§ PROVIDED RECORDS:
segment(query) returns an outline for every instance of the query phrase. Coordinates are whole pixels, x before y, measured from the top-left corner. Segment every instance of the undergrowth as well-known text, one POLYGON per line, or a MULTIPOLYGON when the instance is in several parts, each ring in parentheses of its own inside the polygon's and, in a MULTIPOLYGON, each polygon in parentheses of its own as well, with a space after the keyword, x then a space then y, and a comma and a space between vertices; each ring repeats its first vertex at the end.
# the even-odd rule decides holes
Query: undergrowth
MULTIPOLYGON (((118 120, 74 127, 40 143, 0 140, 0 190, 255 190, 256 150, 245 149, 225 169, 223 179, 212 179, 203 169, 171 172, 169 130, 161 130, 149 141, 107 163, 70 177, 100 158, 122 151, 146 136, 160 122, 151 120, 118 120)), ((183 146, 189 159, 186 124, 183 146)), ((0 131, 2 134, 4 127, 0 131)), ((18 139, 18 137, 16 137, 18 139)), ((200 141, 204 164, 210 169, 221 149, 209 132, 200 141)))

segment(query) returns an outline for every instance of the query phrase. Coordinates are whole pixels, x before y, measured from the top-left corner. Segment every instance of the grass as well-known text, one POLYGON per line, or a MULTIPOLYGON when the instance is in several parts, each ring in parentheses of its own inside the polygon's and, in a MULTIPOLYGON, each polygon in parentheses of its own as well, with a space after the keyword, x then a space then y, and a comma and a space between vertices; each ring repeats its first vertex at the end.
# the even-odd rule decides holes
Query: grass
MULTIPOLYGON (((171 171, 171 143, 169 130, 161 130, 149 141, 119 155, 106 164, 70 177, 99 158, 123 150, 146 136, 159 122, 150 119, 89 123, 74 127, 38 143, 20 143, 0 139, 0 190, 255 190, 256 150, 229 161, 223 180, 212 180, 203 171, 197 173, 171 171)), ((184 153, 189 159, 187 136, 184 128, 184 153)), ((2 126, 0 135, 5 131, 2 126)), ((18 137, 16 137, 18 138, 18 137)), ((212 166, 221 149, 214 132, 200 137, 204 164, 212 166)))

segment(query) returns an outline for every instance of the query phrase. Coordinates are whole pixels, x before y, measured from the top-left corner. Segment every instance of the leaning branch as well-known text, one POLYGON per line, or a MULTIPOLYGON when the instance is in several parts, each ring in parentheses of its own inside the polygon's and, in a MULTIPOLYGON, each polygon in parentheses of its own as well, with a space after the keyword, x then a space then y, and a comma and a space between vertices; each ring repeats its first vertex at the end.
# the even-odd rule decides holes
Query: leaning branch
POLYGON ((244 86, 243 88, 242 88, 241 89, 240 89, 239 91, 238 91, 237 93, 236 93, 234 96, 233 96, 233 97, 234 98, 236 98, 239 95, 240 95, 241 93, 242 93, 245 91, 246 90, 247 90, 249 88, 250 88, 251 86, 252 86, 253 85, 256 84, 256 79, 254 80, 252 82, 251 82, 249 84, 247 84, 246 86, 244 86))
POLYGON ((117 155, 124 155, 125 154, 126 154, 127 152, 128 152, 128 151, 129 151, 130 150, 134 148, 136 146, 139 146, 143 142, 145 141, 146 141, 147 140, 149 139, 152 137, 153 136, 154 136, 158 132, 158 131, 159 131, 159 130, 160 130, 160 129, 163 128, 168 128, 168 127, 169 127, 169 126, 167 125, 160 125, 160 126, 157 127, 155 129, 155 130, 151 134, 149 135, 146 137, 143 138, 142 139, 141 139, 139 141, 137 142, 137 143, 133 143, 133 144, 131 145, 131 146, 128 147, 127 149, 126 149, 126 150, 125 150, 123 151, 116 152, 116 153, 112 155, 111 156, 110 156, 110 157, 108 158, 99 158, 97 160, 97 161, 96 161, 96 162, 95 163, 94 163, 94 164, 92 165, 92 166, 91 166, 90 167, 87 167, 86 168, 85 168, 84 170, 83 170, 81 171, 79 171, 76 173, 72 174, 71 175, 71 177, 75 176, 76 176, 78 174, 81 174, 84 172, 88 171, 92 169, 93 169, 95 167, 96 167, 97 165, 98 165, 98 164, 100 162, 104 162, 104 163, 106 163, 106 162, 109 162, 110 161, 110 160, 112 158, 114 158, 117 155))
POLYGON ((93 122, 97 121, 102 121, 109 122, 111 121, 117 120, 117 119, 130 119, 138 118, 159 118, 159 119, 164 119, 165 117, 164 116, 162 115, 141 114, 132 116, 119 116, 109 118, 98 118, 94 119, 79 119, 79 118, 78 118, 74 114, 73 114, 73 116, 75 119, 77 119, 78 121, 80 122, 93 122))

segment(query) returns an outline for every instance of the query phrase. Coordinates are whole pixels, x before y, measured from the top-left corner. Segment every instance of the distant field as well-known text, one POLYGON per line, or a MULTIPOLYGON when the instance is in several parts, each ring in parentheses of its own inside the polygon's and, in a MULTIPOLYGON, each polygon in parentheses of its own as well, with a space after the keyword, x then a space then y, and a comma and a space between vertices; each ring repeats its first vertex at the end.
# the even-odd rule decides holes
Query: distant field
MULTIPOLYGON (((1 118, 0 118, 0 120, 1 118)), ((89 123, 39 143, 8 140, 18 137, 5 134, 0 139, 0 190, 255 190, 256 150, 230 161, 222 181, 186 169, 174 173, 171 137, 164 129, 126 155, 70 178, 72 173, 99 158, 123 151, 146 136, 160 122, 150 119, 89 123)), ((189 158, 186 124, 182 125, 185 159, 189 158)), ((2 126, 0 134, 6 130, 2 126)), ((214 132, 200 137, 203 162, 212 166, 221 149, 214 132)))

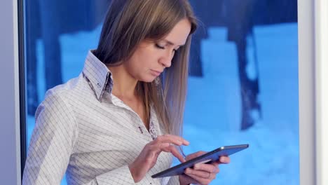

§ SHORT TASK: Which lines of the data above contain the word "distant"? Copy out each of those lines in full.

§ ANSWER TO THE PROBLEM:
segment(query) returns an outline for every instance of the query phrase. Coordinates are whole pixels, x before y, measured from the top-left corner. Segment every instance of the distant field as well-known text, one POLYGON per line, or a MULTIPOLYGON when the instance is in several parts, each ring in parentheses of its own inside the polygon's and, in a MULTIPOLYGON, each polygon in parentheses of its own as well, with a space after the keyword, x then a space then y, and a comma and a space between vertices; each ring repeats its first vertex at the end.
Query: distant field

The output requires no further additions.